Excerpt –

···

The Twelfth Council[1]


The Council took place in Bucharest on 11–13 Tevet 5696 (6–8 January 1936). Menachem Rolel, Joseph Finkelshtein and Gedaliya Geler presented reports on the activities and praised the good state of affairs such as: the agreement between the factions for the distribution of certificates, the organized training schedule with no long wait times and improvements in the quality of education and cultural training.

The new members who joined the training reached 782 as shown in the following two tables:

1. New members' affiliation:
Gordonia 244
Maccabi 96
Tzeirei Zion and Bussliyah 160
Ha–Shomer Ha–Tzair 89
Poalei Zion and Dror 115
Bnei Avodah 78
Total 782
2. Training locations:
Massada and Jassy (old locations) 2
Hatzeg, Kishinev and Galatz (new locations) 3
Agricultural training group 22
Urban training centre (i.e. Falticeni) 17
A fishing centre at Basargheievka, near Akkerman
(It did not last long, because it was difficult to set up this new branch)
Total 45

[Page 269]

In total, there were 2,397 trainees in the locations, but the actual number of all youth organizations and in the urban centre reached more than ten thousand people.

The agricultural training, which took 8–9 months, had 1,657 members– about 70% of the trainees, thus putting Romania at the top of all Eastern Europe countries. The pay was very low– 20–25 Lei per day, but in many locations the trainees were helped by the Friends of He–Halutz.

The winter training also increased from 18 groups the year before to 27 training groups. In total the training budget in Romania was a quarter million Lei, a big sum considering the impoverished Jewish community.

···

Rows –
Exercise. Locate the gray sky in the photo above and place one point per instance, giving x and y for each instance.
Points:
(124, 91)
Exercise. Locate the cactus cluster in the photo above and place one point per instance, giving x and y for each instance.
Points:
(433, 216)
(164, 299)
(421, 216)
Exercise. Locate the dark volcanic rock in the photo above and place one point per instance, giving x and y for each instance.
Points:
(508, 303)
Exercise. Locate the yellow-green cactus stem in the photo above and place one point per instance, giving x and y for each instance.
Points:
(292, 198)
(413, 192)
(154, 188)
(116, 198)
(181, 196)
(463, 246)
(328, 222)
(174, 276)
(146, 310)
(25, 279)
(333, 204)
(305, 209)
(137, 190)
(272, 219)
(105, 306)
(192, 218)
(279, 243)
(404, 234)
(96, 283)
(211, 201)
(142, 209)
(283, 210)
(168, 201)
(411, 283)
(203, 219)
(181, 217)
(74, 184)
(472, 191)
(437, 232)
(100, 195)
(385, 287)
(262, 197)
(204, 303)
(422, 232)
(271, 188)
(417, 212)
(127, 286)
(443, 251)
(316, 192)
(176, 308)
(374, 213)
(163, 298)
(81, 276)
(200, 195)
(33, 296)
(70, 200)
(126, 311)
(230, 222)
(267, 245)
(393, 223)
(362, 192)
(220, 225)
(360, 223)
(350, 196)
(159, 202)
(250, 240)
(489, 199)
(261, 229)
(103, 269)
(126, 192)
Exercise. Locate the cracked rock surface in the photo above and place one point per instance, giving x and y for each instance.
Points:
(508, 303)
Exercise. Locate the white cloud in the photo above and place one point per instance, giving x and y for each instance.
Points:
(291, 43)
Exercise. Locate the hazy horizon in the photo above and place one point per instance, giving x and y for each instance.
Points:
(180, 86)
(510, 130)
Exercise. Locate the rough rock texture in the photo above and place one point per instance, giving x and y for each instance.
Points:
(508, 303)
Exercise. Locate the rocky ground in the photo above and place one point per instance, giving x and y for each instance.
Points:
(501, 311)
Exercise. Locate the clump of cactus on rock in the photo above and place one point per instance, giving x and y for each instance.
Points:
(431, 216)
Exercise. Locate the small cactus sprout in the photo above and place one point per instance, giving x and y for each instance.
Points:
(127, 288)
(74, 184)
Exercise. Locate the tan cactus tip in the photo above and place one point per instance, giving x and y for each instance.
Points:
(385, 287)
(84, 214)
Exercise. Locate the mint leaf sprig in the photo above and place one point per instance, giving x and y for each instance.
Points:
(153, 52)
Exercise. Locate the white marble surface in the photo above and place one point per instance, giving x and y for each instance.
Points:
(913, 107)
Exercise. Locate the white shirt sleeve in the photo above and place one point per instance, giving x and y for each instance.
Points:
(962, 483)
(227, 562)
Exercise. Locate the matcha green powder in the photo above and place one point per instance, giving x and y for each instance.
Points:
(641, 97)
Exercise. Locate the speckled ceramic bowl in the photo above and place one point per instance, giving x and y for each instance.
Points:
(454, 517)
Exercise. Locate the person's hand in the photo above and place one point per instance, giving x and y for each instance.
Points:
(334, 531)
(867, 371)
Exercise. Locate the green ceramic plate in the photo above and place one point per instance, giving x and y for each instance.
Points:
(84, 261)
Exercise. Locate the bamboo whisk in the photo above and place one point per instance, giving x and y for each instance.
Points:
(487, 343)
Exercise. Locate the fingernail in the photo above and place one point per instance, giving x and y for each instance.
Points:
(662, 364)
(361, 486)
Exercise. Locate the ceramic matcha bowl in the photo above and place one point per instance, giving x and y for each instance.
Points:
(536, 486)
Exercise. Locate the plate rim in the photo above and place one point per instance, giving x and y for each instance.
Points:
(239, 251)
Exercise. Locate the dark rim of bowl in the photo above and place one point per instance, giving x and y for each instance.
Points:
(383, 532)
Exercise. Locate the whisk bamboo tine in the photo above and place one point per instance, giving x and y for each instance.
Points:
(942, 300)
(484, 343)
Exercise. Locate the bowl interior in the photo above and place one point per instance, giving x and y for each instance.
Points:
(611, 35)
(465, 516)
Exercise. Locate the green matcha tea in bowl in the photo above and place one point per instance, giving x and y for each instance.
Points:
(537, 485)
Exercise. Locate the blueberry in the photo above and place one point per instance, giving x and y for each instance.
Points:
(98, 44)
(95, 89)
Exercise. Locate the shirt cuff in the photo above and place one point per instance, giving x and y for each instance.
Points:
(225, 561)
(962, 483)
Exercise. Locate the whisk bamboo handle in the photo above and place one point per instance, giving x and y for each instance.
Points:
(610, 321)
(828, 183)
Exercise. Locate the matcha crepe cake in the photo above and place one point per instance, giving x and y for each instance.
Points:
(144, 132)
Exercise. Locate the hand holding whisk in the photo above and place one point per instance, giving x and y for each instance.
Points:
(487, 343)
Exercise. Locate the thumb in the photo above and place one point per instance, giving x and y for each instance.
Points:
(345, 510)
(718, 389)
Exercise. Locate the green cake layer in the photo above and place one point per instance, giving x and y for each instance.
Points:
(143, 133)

···

Work to do –
1. Answer these from the Twelfth Council excerpt:
(a) In what city was the Council held?
(b) How many new members came from Gordonia?
(c) What was the daily pay in the agricultural training?
2. From the Twelfth Council excerpt, pull out the passage starting with "The agricultural training, which" and going on through "impoverished Jewish community.", word for word.
3. Carry on the Twelfth Council excerpt from its last sentence.

Answers to the exercises –
1.
(a) Bucharest
(b) 244
(c) 20–25 Lei per day

2.
The agricultural training, which took 8–9 months, had 1,657 members– about 70% of the trainees, thus putting Romania at the top of all Eastern Europe countries. The pay was very low– 20–25 Lei per day, but in many locations the trainees were helped by the Friends of He–Halutz.

The winter training also increased from 18 groups the year before to 27 training groups. In total the training budget in Romania was a quarter million Lei, a big sum considering the impoverished Jewish community.

3.
In the report of the Central Committee for Romania meeting of 23 Shvat 5696 (16 February 1936) the following data were transferred to the Immigration department in Jerusalem:

  Groups Members Percentage Average number of members per group
General He–Halutz 44 2,397 66.0 54
Pan Zionist He–Halutz 14 408 11.0 29
Beitar 9 258 7.0 29
Mizrachi 11 247 7.0 23
Agudah 8 177 5.0 22
Medinati 4 144 4.0 38
Total 90 3,631[2] 100.0  

[Page 270]

The report on the professional groups which was tabled at the same congress:

Branches Members
Branches Members
Ha–Oved (The Worker) 34 710 ? 3,029
Ha–Poel Ha–Dati (Religious Worker) 24 458
Mizrachi[3] 150; ? 1,008
General Zionists 4 336 ? 413
Renasterea (Resurgence) 2 18 ? 18
Medinati 1 35 ? 101
Total: 65 1,557 ? 4,569

The establishment of He–Halutz urban branches provided steady work from the beginning of 5696 (1936), therefore the leadership decided to establish a special department responsible for the 63 branches. The branches were located as such: Bessarabia – 35, Regat –13, Transylvania –1 and Bucovina – 4.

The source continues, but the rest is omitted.